[Object pointing dataset rows]
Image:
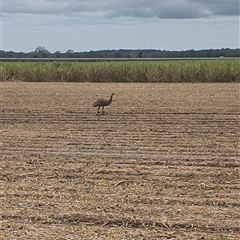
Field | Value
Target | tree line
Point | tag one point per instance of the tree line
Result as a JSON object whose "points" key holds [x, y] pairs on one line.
{"points": [[42, 52]]}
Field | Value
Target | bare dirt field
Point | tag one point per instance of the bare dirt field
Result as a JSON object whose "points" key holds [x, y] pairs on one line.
{"points": [[162, 163]]}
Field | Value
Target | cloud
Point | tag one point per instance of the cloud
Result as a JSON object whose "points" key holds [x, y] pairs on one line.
{"points": [[174, 9]]}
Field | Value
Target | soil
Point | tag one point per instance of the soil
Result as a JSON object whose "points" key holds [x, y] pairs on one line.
{"points": [[161, 163]]}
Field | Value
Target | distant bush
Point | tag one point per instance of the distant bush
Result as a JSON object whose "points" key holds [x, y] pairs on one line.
{"points": [[156, 71]]}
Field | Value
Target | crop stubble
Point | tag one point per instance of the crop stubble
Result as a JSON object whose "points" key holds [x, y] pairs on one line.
{"points": [[162, 163]]}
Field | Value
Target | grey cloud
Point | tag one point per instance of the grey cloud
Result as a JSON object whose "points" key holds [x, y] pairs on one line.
{"points": [[175, 9]]}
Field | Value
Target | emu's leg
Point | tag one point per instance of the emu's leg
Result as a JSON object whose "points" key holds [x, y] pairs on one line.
{"points": [[98, 110]]}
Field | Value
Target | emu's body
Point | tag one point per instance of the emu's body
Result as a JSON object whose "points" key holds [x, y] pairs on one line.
{"points": [[101, 102]]}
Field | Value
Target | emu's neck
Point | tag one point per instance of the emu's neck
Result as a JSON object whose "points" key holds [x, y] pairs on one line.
{"points": [[110, 99]]}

**DESCRIPTION OF THE TASK:**
Copy all of the rows above word for word, leaving out the pictures.

**SOLUTION FOR THIS PROBLEM:**
Image:
Field | Value
Target | tree line
Point | tag one point per instance of the tree line
Result as a JSON object whose "points" key holds [x, y] pairs on one line.
{"points": [[42, 52]]}
Field | Value
Target | bare dirt field
Point | tag one point per instance of the bare dirt field
Result as a JSON object whose "points" key holds [x, y] pairs on one line.
{"points": [[162, 163]]}
Field | Value
Target | cloud
Point | tag one point per instance of the cloud
Result as a JSON object whose "points" key holds [x, y] pairs on one line.
{"points": [[174, 9]]}
Field | Value
Target | soil
Point | tag one point per instance of the soil
Result as a JSON object whose "points" key holds [x, y] pairs on one line.
{"points": [[161, 163]]}
Field | Value
Target | distant bush
Point | tag one point per instance of the distant bush
Result as a JSON object whose "points" key holds [x, y] pairs on one line.
{"points": [[156, 71]]}
Field | Value
Target | crop stubble
Point | tag one point per instance of the crop stubble
Result as a JSON object whose "points" key holds [x, y] pairs on one line.
{"points": [[162, 163]]}
Field | Value
Target | grey cloud
Point | tag one point per instance of the grey cloud
Result as a JSON object whose "points" key holds [x, y] pairs on one line.
{"points": [[175, 9]]}
Field | Value
Target | emu's leg
Point | tag one point per instance of the emu's leg
Result as a JSON object whose "points" key holds [x, y] pairs on one line.
{"points": [[98, 110]]}
Field | Value
Target | emu's body
Point | tag one point per instance of the emu's body
Result as a JSON object whose "points" key holds [x, y] pairs on one line.
{"points": [[101, 102]]}
Field | Value
Target | emu's neck
Point | tag one point per instance of the emu's neck
Result as a JSON object whose "points" key holds [x, y] pairs on one line.
{"points": [[110, 99]]}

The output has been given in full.